(Records from a point-labeling set)
☆ ☆ ☆ ☆
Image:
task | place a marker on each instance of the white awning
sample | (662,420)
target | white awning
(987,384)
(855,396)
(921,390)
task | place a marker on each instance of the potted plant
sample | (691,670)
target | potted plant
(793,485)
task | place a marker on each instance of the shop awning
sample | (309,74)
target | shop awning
☆ ☆ ☆ ☆
Exercise -
Rewrite the items, switching each "awning" to "canopy" and leaving everything else unchanged.

Result for this task -
Image:
task | place a marker on each instance of the white canopy
sample | (662,420)
target | white canopy
(987,384)
(855,396)
(921,390)
task | place a marker on each instance of the potted plant
sample | (691,670)
target | potted plant
(793,485)
task | place a marker on each instance of the shop canopy
sample | (309,74)
target | shop canopy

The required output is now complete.